> **Task requirements**: Scan the records below, and wherever a line has the word "sparrow", pull it out.

> **Records provided**:

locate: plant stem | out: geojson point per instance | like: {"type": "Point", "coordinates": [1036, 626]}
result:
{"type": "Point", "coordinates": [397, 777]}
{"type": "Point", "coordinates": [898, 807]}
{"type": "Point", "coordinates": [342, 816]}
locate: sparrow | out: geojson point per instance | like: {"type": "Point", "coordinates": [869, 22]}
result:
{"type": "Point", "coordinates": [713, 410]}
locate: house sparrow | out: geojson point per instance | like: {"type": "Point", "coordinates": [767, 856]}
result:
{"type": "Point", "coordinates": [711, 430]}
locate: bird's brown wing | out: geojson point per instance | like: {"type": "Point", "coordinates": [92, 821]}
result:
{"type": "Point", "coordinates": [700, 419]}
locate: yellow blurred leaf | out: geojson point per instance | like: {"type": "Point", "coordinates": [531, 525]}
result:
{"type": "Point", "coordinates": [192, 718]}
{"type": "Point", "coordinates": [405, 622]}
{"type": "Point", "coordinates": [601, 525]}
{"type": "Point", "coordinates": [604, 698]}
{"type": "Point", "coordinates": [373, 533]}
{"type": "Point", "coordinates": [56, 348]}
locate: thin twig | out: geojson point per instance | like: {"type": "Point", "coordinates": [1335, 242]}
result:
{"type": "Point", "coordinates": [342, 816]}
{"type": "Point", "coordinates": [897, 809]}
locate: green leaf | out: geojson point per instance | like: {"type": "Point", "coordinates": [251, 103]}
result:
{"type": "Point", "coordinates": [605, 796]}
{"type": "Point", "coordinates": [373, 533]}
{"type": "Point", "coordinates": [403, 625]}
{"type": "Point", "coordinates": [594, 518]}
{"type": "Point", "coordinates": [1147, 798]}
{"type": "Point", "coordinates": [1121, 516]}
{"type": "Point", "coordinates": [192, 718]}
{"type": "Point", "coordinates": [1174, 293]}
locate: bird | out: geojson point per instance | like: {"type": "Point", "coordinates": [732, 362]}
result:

> **Solution for this problem**:
locate: sparrow | out: geojson point per instance | like: {"type": "Point", "coordinates": [869, 22]}
locate: house sparrow | out: geojson point per instance | like: {"type": "Point", "coordinates": [767, 856]}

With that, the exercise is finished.